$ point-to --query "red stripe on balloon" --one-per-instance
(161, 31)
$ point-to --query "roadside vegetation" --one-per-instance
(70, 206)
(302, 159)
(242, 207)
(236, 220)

EXERCISE GOAL: Reproduce each entry in the listing character for character.

SOLVED EXERCISE:
$ point-to --query "red stripe on balloon" --one-per-instance
(161, 31)
$ point-to --query "roadside vegetation" --one-per-instance
(70, 206)
(302, 159)
(242, 207)
(236, 220)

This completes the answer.